_Available data:_
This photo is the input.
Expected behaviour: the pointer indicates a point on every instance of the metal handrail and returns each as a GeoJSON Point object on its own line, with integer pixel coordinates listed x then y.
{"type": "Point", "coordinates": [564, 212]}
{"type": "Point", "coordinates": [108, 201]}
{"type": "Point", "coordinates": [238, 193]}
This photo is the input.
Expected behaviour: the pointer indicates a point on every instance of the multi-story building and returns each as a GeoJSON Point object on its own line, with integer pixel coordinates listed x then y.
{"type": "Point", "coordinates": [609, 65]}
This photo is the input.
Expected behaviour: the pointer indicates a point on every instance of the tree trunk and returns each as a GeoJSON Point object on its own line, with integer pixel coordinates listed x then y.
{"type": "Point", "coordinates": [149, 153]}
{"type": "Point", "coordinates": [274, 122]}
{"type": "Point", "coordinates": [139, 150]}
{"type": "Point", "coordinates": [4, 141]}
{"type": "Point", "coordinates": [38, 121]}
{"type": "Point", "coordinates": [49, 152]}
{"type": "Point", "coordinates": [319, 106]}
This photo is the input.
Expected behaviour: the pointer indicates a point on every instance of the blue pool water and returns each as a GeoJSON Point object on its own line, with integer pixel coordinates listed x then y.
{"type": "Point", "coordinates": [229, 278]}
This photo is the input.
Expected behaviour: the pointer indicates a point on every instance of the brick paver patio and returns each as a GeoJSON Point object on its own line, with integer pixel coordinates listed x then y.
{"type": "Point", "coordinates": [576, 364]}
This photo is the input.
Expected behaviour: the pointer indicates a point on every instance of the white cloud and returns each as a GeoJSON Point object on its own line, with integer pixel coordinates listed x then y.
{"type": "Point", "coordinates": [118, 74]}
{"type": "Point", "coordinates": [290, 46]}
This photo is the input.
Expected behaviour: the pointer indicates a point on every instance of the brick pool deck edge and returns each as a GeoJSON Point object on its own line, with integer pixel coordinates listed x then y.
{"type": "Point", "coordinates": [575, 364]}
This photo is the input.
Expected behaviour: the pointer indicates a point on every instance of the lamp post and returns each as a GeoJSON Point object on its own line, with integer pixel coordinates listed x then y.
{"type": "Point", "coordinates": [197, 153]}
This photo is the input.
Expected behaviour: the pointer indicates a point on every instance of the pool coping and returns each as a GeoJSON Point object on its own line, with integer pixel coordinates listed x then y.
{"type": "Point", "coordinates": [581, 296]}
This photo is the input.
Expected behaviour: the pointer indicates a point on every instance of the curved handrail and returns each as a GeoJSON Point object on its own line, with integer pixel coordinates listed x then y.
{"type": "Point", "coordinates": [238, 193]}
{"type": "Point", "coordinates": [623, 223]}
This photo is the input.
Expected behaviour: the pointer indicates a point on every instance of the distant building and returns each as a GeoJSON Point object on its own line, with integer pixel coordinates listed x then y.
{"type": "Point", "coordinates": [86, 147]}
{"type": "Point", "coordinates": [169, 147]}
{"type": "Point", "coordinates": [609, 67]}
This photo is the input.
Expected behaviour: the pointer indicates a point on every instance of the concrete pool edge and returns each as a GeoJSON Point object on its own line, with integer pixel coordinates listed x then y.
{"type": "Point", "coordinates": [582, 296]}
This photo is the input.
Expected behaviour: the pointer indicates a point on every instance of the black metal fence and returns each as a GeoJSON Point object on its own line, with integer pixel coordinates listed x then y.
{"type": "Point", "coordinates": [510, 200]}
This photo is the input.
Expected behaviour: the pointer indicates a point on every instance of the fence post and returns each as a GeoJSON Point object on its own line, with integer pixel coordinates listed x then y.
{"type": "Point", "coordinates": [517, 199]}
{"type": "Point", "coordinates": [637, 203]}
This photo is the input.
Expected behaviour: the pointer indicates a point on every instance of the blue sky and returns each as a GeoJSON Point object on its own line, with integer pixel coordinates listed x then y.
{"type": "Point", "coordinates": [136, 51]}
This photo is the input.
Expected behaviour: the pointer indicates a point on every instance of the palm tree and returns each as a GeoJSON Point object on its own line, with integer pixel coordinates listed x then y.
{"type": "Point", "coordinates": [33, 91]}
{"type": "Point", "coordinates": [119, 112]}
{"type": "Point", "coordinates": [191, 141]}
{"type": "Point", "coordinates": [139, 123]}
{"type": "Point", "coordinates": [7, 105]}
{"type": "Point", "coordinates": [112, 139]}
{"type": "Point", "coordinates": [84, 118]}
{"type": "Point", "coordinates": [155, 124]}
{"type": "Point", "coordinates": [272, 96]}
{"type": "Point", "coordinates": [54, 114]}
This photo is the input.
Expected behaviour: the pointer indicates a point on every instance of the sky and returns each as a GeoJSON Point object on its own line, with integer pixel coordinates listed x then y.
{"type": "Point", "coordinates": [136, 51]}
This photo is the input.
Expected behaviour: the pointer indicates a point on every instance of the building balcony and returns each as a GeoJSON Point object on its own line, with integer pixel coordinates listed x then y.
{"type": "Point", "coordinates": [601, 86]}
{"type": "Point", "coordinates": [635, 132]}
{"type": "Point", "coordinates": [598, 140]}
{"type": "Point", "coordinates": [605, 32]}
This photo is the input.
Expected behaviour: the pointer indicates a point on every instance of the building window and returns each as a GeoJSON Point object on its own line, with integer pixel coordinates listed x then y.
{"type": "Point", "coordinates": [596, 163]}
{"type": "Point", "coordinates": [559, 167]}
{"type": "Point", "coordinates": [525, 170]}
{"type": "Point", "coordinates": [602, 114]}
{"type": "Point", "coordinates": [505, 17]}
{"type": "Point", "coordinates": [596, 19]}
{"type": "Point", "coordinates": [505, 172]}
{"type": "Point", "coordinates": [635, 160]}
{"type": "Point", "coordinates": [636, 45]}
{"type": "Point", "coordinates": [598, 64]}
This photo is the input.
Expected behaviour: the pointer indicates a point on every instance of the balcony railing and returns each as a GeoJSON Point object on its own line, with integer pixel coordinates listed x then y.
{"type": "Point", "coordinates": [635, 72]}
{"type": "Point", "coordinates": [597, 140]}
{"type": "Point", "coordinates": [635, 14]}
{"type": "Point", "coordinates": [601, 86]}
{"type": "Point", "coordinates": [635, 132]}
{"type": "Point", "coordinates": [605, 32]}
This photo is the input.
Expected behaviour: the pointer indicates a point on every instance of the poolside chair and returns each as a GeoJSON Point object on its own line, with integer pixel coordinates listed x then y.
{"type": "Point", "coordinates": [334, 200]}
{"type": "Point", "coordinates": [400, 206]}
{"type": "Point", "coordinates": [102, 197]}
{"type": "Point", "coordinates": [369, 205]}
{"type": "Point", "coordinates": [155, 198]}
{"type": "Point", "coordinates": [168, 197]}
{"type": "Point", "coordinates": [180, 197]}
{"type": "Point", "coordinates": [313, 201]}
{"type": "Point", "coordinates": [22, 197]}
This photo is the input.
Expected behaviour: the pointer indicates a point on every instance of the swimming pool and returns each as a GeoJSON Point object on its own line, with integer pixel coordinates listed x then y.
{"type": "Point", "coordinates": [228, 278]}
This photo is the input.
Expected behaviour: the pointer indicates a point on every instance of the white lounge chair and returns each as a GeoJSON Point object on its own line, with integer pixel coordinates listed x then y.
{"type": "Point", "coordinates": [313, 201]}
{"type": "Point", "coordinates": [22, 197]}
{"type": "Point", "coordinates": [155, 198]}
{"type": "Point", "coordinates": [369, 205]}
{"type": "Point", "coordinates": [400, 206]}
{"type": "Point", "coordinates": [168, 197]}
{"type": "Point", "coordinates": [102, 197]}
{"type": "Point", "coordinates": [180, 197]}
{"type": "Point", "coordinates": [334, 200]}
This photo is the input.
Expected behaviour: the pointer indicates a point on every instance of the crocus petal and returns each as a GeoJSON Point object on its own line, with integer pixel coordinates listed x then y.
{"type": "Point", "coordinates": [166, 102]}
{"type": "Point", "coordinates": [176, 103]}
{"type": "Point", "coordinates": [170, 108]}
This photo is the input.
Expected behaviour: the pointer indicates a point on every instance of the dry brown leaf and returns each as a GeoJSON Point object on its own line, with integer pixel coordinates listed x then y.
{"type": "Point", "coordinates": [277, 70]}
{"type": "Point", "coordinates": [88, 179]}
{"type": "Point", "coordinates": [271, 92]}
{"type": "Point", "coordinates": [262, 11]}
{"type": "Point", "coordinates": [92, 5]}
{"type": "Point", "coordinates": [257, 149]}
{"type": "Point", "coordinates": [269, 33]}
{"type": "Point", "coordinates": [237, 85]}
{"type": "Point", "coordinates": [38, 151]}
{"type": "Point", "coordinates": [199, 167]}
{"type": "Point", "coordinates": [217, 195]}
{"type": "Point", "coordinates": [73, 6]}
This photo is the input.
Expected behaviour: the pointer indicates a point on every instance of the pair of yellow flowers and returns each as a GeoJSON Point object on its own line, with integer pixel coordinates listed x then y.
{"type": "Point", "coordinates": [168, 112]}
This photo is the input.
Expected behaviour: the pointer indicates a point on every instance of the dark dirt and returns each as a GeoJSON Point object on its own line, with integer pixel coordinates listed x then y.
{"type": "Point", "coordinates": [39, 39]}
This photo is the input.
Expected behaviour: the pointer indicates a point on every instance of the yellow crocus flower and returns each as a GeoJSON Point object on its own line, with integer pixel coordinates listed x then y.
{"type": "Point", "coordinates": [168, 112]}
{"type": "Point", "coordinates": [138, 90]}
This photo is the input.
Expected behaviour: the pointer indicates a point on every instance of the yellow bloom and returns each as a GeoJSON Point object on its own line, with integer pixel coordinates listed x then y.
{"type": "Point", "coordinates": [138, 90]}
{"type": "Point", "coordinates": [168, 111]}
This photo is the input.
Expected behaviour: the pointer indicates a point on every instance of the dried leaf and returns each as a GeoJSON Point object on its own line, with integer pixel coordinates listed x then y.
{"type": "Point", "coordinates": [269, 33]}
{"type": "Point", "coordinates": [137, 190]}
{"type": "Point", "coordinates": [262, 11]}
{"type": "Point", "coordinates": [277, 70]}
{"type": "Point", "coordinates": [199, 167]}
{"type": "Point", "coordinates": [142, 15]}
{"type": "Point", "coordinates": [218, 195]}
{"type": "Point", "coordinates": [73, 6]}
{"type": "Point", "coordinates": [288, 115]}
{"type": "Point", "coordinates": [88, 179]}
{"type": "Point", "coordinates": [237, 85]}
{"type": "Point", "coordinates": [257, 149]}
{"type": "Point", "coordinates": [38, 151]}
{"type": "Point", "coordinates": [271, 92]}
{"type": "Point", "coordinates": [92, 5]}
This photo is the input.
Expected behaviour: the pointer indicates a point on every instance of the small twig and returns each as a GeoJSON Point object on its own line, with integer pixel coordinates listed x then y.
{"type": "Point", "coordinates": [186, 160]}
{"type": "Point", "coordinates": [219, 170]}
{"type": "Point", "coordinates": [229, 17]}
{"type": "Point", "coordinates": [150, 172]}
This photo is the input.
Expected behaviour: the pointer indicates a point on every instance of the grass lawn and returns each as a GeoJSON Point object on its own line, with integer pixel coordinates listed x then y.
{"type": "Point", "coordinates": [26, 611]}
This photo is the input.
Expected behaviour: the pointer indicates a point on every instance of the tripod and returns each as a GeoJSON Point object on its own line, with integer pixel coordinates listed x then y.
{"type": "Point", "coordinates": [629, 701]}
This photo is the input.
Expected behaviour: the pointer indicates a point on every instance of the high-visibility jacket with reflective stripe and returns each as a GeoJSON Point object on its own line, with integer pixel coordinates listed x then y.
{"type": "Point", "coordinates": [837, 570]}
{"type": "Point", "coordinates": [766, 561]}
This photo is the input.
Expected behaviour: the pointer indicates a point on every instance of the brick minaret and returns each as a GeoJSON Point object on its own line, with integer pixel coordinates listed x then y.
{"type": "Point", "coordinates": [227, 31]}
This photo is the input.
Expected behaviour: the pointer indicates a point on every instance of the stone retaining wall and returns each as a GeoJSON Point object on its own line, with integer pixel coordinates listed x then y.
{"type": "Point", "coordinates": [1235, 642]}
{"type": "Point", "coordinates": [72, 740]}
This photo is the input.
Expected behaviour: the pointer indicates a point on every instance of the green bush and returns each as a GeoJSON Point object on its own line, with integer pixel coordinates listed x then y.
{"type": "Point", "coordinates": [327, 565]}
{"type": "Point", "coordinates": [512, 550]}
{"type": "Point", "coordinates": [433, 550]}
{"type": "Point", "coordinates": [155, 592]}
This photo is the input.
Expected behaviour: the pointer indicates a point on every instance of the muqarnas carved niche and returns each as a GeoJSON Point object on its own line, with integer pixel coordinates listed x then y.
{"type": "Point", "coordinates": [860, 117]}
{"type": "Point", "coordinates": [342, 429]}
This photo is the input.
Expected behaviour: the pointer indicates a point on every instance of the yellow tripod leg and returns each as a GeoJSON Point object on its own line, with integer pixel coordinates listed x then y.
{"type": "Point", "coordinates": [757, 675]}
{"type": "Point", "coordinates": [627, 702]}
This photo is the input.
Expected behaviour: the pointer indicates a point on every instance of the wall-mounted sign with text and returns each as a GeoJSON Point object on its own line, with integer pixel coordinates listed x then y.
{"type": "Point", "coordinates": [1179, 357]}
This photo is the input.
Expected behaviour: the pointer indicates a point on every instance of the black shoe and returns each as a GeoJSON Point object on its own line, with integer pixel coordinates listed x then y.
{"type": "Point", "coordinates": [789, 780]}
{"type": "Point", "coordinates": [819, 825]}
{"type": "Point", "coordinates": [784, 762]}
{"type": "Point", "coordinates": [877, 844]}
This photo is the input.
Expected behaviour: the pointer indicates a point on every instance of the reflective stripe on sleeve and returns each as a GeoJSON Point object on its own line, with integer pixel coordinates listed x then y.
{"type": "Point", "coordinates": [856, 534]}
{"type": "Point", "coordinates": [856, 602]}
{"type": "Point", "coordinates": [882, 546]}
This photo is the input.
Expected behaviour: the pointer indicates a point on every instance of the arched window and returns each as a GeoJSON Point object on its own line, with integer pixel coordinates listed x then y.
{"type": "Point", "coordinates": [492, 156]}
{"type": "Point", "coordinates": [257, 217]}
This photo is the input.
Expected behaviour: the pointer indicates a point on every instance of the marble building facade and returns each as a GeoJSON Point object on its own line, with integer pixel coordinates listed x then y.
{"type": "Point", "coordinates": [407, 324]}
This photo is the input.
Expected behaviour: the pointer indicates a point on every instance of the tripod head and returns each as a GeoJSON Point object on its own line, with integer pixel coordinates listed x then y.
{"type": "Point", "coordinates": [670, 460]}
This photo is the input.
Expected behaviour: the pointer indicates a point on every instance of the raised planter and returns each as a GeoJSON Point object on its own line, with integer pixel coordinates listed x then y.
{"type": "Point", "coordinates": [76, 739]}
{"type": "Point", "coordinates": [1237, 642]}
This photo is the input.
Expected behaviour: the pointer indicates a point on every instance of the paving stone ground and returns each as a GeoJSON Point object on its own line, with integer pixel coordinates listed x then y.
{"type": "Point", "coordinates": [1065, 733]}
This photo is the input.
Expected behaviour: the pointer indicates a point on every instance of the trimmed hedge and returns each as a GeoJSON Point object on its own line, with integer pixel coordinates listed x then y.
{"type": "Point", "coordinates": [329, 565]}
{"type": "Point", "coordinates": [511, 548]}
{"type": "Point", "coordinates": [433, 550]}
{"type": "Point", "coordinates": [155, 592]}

_Required work:_
Report how many lines above contain the word "stripe". Give only the number.

_Finished task:_
2